» PROBLEM 1: Return every line of the records below verbatim, with nothing altered.

Detailed Description
For the purpose of making the objects, technical solutions and advantages of the present invention more apparent, the technical solutions of the present invention will be clearly and completely described below with reference to the accompanying drawings, and it is apparent that the described embodiments are some embodiments of the present invention, not all embodiments. All other embodiments, which can be made by those skilled in the art based on the embodiments of the invention without making any inventive effort, are intended to be within the scope of the invention.
Fig. 2 is a flow chart of a voice keyword recognition method provided by the present invention, and as shown in fig. 2, the present invention provides a voice keyword recognition method, including:
step 101, extracting characteristics of voice data to be identified, and obtaining voice keyword characteristic vectors;
102, inputting the voice keyword feature vector into a trained voice keyword recognition model to obtain a voice keyword recognition result, wherein the trained voice keyword recognition model is obtained by training a neural network model through a sample voice keyword feature vector marked with a keyword type label, and the neural network model comprises a plurality of sub-networks and each sub-network recognizes a corresponding keyword;
and step 103, executing opening and closing operations on the corresponding sub-network in the trained voice keyword recognition model according to the voice keyword recognition result.

» PROBLEM 2:
Answer these questions using the voice keyword recognition description above:
(a) Which figure is a flow chart of the method?
(b) What does each sub-network of the neural network model recognize?
(c) According to what are the opening and closing operations on a sub-network executed?

(Collected data)
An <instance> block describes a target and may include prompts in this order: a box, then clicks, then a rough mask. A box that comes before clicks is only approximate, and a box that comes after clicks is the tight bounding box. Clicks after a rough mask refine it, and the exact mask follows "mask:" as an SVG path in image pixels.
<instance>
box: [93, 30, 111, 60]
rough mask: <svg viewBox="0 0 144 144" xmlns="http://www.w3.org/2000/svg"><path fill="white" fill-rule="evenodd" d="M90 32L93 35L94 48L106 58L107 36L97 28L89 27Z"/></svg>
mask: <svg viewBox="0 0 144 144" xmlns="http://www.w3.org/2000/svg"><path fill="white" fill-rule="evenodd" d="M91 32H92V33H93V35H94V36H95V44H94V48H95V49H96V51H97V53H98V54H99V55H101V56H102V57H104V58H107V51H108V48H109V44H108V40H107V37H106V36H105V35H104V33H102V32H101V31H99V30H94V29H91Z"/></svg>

» RESULT 1:
An <instance> block describes a target and may include prompts in this order: a box, then clicks, then a rough mask. A box that comes before clicks is only approximate, and a box that comes after clicks is the tight bounding box. Clicks after a rough mask refine it, and the exact mask follows "mask:" as an SVG path in image pixels.
<instance>
box: [93, 30, 111, 60]
rough mask: <svg viewBox="0 0 144 144" xmlns="http://www.w3.org/2000/svg"><path fill="white" fill-rule="evenodd" d="M90 32L93 35L94 48L106 58L107 36L97 28L89 27Z"/></svg>
mask: <svg viewBox="0 0 144 144" xmlns="http://www.w3.org/2000/svg"><path fill="white" fill-rule="evenodd" d="M91 32H92V33H93V35H94V36H95V44H94V48H95V49H96V51H97V53H98V54H99V55H101V56H102V57H104V58H107V51H108V48H109V44H108V40H107V37H106V36H105V35H104V33H102V32H101V31H99V30H94V29H91Z"/></svg>

» RESULT 2:
(a) Fig. 2
(b) A corresponding keyword
(c) The voice keyword recognition result